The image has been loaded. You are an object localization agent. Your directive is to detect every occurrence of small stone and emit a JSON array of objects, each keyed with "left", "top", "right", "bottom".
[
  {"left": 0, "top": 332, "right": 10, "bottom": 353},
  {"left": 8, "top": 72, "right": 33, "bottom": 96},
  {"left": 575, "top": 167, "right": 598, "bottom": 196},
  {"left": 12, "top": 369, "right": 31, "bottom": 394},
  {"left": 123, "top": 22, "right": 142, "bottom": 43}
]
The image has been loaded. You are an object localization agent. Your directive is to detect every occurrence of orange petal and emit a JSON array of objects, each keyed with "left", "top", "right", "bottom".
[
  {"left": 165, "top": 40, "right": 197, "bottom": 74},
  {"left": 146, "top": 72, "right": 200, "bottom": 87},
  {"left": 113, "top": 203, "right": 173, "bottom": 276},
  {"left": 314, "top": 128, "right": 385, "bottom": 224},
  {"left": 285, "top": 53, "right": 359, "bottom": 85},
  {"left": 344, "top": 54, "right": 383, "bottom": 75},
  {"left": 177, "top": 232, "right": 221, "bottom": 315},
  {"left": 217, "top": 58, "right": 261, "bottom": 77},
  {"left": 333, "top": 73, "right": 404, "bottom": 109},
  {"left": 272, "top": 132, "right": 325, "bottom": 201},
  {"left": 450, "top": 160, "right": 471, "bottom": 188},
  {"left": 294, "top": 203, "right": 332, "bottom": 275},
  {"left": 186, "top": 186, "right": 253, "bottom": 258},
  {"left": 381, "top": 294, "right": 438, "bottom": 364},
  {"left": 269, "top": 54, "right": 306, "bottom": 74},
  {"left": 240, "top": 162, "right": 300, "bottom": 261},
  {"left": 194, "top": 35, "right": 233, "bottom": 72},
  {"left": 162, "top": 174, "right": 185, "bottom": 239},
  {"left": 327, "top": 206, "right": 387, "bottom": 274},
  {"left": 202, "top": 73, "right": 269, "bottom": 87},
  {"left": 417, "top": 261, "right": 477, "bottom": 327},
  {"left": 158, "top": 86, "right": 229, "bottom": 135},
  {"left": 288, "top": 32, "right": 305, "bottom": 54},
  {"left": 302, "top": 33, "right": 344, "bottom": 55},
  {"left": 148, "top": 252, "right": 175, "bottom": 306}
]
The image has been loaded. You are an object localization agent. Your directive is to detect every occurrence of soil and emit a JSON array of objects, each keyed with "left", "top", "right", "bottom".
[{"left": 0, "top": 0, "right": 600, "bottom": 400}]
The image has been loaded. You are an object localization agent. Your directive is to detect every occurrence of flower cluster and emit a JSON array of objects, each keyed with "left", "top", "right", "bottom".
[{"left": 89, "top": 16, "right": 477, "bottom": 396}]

DIRECTIONS:
Rewrite the stretch from the line containing "occurrence of soil" through the last of these lines, substituting "JSON list" for "JSON array" and leaving everything else unchanged. Return only those lines.

FINAL ANSWER:
The image has been loaded. You are an object localization agent. Your directive is to detect every occurrence of soil and emit a JSON list of objects, each keyed with "left", "top", "right", "bottom".
[{"left": 0, "top": 0, "right": 600, "bottom": 400}]
The image has been loaded. You are an object localization agent. Your directive is to detect every occurrence of flower cluster and emit a JSON list of objects, each keyed with "left", "top", "right", "bottom".
[{"left": 89, "top": 16, "right": 477, "bottom": 396}]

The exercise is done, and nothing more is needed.